**WORK INSTRUCTIONS:** With the line containing "Annotation guideline: for every instance of the vintage" as the starting point, output every line of the data below through its final line, character for character.

Natural language region descriptions
──────────────────────────────

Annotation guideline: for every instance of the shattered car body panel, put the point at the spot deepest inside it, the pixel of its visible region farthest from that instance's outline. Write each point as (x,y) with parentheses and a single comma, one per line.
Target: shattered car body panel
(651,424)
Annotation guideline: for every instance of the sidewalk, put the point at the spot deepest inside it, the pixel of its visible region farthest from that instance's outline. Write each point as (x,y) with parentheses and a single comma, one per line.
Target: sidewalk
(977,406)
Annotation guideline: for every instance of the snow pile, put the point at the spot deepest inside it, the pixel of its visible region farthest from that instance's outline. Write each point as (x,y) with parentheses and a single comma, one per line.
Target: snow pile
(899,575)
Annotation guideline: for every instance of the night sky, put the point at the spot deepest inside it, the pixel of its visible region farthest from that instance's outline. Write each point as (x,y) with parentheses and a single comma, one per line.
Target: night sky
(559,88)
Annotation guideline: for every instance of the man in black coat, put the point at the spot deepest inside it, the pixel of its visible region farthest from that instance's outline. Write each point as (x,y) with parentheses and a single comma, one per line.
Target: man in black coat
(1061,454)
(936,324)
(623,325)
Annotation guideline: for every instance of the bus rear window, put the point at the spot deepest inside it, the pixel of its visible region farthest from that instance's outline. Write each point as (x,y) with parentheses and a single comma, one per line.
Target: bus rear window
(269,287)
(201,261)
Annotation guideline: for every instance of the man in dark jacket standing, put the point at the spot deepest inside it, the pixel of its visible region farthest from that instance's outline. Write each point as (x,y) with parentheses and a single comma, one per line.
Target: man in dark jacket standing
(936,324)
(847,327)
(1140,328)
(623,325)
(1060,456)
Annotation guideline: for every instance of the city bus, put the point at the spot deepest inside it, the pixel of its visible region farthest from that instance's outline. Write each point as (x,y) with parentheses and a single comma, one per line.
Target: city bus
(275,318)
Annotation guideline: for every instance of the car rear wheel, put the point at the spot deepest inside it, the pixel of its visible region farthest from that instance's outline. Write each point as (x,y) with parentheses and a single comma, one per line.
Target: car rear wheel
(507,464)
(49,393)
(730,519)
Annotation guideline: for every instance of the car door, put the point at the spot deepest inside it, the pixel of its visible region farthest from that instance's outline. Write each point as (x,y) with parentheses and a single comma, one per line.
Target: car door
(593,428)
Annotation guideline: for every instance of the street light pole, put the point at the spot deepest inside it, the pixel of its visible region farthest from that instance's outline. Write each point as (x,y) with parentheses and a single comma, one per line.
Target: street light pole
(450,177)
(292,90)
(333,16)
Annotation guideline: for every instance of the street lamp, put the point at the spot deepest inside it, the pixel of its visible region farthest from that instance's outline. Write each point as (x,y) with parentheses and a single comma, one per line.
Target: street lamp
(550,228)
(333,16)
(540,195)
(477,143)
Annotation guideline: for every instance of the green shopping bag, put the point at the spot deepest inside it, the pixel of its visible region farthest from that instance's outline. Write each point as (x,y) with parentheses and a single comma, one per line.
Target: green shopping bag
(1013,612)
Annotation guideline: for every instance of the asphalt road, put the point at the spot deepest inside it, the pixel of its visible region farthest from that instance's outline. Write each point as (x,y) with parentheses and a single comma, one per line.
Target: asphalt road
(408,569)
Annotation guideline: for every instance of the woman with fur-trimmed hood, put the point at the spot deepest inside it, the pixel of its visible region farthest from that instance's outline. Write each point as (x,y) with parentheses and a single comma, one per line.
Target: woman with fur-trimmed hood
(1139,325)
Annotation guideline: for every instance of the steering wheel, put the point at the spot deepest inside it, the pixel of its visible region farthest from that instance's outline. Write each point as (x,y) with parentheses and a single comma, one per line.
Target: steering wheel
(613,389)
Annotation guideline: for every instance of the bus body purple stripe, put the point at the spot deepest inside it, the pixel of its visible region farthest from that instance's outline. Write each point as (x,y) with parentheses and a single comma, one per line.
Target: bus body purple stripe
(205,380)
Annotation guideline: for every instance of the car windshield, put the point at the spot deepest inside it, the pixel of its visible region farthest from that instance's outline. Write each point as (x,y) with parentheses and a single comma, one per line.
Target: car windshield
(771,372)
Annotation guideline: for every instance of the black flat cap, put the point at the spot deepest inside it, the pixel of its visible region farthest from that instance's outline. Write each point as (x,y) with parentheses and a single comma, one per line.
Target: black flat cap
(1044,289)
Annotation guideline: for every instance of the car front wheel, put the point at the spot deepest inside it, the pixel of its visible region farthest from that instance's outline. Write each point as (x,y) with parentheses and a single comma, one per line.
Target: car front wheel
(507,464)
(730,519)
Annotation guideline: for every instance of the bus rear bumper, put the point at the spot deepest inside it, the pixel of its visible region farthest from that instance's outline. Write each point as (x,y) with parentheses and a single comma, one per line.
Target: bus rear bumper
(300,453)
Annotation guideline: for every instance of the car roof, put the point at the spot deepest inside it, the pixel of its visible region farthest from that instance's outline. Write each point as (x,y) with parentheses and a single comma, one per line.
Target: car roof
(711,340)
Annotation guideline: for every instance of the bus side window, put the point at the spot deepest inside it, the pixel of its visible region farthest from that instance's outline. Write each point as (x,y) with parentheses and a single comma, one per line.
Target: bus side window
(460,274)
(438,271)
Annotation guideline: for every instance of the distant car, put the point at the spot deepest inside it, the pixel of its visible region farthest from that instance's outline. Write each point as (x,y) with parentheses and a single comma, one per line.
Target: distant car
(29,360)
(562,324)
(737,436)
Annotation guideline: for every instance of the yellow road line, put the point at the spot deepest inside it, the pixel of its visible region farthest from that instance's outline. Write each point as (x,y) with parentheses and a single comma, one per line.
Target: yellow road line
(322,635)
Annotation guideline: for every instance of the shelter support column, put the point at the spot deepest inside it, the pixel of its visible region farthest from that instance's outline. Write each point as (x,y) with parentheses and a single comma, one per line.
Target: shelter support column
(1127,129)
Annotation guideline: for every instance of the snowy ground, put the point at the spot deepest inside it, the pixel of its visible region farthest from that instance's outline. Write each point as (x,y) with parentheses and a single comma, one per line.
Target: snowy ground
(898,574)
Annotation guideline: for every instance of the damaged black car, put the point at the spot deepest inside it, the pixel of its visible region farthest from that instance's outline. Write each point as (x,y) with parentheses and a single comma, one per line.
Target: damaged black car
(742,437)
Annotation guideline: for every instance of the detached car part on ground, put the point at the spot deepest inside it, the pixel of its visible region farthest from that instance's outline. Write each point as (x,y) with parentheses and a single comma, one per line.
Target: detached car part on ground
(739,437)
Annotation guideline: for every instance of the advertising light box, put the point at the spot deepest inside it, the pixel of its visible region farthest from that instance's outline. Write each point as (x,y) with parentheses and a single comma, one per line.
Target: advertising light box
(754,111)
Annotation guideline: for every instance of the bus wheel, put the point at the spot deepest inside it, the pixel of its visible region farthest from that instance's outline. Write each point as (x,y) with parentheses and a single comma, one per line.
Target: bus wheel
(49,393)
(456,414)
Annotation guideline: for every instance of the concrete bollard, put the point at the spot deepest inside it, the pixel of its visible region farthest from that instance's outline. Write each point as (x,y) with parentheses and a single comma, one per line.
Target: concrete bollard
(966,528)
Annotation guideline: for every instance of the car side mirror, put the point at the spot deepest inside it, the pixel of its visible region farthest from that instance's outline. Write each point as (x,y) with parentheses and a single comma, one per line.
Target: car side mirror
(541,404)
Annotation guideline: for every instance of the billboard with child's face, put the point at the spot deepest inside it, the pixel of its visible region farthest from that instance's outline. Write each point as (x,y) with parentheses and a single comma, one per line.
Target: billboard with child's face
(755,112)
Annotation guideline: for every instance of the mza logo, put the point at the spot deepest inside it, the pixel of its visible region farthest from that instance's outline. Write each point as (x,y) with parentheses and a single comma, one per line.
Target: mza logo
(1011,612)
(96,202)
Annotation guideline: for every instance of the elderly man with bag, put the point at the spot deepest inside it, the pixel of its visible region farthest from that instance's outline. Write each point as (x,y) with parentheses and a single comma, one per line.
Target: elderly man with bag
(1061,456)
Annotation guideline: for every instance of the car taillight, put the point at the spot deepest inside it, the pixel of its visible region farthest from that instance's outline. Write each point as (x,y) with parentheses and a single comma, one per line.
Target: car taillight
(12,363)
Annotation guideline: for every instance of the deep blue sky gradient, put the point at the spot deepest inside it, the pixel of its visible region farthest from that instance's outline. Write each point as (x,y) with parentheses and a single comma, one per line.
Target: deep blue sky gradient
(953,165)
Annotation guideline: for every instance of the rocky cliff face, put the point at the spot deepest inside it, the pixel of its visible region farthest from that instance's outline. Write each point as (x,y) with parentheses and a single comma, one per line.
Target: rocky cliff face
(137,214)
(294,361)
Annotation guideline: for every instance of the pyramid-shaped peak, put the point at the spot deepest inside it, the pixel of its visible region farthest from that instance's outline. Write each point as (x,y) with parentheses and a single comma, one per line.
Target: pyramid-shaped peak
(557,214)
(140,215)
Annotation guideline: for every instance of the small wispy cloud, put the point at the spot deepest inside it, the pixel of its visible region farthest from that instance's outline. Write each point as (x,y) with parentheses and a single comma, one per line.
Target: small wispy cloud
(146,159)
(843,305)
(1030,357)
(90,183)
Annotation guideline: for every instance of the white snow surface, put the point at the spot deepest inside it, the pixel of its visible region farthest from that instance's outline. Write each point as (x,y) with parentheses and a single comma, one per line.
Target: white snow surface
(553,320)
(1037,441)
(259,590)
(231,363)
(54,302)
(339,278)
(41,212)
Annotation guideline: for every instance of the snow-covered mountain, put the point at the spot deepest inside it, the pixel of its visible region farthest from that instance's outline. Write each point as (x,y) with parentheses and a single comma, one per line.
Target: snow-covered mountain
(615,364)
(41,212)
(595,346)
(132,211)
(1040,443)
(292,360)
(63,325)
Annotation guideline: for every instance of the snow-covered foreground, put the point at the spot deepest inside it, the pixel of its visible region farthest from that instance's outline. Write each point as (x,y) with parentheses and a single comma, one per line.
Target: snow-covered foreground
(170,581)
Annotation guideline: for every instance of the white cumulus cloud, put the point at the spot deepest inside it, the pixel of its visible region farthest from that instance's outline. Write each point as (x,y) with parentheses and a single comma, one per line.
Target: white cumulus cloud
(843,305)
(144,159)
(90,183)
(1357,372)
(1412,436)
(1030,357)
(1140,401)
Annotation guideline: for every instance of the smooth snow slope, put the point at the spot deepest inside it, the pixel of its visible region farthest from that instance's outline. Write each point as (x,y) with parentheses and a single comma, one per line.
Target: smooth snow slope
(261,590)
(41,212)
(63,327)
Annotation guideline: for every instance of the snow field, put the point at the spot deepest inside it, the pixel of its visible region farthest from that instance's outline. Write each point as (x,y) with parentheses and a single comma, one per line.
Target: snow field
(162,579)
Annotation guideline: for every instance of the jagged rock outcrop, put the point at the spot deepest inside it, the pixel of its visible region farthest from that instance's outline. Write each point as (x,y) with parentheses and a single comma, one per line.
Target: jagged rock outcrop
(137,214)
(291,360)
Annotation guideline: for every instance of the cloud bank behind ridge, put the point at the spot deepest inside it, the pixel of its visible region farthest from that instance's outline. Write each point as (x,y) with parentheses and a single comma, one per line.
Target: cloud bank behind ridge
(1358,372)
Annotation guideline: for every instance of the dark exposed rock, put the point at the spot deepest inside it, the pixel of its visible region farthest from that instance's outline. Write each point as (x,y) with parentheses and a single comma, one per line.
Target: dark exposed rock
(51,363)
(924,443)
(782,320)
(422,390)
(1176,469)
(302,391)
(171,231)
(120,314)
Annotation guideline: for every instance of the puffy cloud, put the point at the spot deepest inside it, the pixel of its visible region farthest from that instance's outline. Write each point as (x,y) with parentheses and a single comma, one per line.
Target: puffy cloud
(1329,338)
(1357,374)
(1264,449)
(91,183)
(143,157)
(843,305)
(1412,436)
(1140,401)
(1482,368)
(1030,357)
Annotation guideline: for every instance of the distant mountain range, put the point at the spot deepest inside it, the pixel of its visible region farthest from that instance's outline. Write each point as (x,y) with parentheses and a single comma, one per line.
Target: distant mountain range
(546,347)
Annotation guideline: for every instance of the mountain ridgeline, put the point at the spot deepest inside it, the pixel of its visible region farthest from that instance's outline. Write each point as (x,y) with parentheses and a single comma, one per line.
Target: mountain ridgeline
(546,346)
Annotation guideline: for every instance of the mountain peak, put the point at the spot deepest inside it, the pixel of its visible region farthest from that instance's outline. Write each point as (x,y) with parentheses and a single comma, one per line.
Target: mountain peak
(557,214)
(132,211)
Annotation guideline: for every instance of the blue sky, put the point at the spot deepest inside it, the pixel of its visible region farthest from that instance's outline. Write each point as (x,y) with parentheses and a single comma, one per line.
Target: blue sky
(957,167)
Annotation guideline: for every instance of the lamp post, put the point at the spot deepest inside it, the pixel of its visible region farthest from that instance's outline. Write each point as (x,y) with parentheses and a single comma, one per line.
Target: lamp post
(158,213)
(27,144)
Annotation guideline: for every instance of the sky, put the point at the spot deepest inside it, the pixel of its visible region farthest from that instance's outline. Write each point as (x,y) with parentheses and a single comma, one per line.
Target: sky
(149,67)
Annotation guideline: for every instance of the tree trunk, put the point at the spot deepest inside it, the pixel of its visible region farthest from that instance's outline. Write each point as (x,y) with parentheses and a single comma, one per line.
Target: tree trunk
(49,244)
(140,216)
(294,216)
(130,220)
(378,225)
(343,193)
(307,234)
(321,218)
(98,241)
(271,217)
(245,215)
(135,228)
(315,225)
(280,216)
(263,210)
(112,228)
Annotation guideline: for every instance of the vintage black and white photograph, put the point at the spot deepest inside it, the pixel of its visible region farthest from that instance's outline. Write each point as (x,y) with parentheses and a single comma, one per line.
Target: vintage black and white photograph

──────────────────────────────

**YOUR RESPONSE:**
Annotation guideline: for every instance of the vintage black and white photograph, put the point at the spot deepest inside it, the pixel of its visible region farthest from that instance's outline. Write each point as (x,y) with parentheses and a single comma, one per line.
Target: vintage black and white photograph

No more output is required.